● **Goal of the exercise**
Repeat the entries that follow verbatim, without any of their pictures.
* begin Extracted data *
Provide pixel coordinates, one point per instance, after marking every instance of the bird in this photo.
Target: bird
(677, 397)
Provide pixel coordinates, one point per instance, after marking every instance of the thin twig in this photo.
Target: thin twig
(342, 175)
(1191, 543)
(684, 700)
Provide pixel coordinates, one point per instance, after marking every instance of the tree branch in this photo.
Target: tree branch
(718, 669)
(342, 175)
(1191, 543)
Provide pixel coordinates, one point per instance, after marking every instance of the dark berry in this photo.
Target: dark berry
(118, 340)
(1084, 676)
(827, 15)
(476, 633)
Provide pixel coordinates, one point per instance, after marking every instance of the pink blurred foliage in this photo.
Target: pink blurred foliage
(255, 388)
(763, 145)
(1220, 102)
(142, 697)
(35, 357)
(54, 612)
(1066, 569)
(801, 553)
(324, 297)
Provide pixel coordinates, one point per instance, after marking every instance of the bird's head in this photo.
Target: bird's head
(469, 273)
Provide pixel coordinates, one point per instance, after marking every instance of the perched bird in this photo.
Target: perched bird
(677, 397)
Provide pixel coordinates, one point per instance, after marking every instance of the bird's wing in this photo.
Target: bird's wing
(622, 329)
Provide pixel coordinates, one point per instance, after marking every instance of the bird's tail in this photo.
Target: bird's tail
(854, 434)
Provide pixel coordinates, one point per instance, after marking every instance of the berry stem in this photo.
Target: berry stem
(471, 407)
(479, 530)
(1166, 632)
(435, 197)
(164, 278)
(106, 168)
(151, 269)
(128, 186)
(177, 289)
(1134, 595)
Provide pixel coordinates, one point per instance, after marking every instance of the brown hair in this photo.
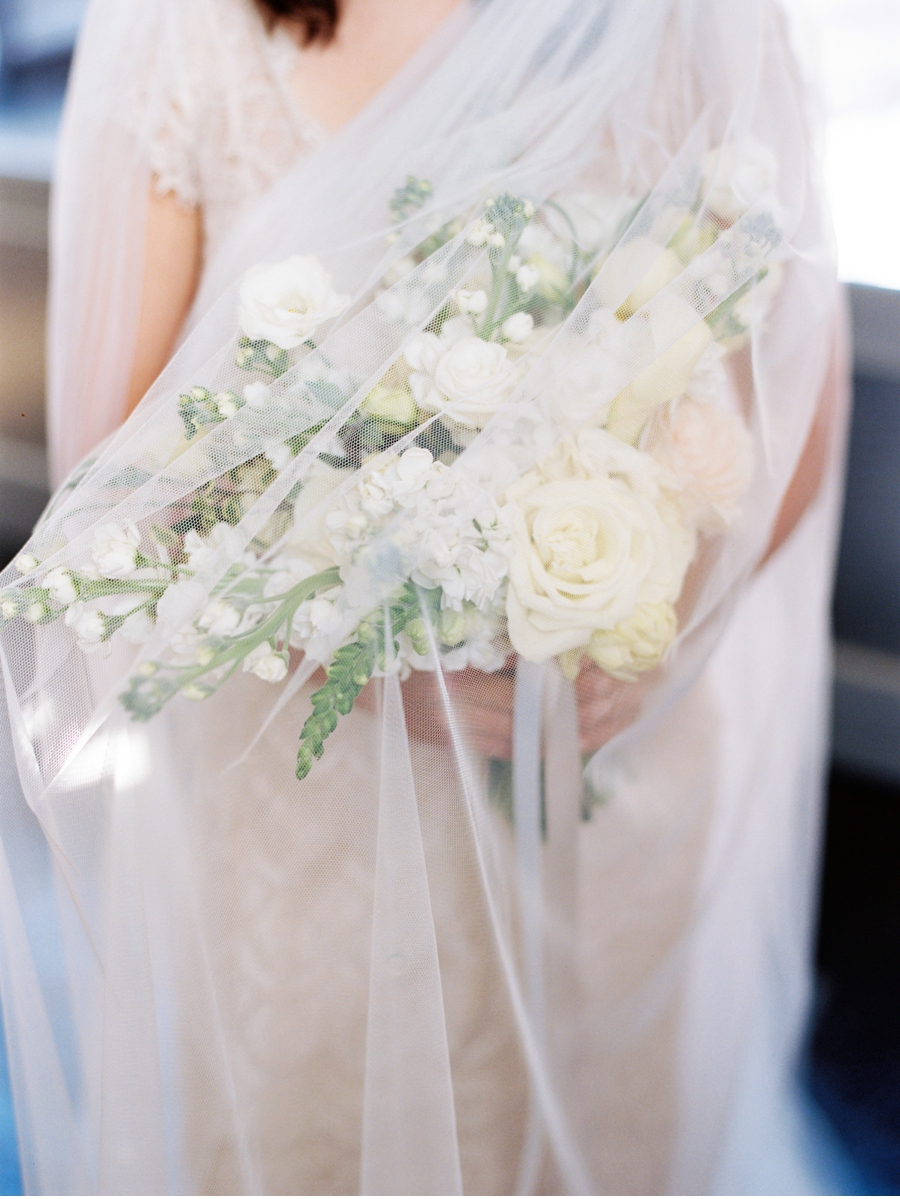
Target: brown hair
* end Extracted data *
● **Final result**
Provide pixel coordinates, one point per instance, after marking every instance of the bird in this photo.
Target: bird
(677, 397)
Provide pixel coordinates, one point per instance, after marking every instance of the thin twig in this photo.
Target: thin twig
(342, 175)
(1191, 543)
(684, 700)
Provide pixel coordinates, one point per instance, after marking every instance of the tree branch in this photo.
Target: tree branch
(718, 669)
(342, 175)
(1191, 543)
Provide pixel coordinates, one point per instance, after marking every instance of the dark berry in this photo.
Target: dark berry
(118, 340)
(1084, 676)
(827, 15)
(476, 633)
Provide pixel coordinates, one point per instance, after marking every instance of the pink blurred foliage in this photo.
Target: pink blurred foliage
(255, 388)
(763, 145)
(1220, 102)
(142, 697)
(35, 357)
(54, 612)
(1066, 569)
(801, 553)
(324, 297)
Provide pixel coordinates, one point per instance, after marking every instance of the bird's head in this photo.
Target: bird's head
(469, 273)
Provide pixel coordinates, one point per instance, after marking every instance of the perched bird in this photo.
Target: perched bird
(677, 397)
Provide pixel coordinates, one point per instance, after marking every instance of the bird's wing in this photo.
Target: bird's wing
(622, 329)
Provide pixel coordinates, one point per instance, after marking every instance of the bird's tail in this photo.
Target: bird's tail
(854, 434)
Provide pixel coordinates, one point per instance, after marking every instance of the berry stem in this photo.
Target: berry stem
(471, 407)
(479, 530)
(1166, 632)
(435, 197)
(164, 278)
(106, 168)
(151, 269)
(128, 186)
(177, 289)
(1134, 595)
Provide pixel coordinates, one point per instance, after marking every instance of the brown hair in this photo.
Target: brown hair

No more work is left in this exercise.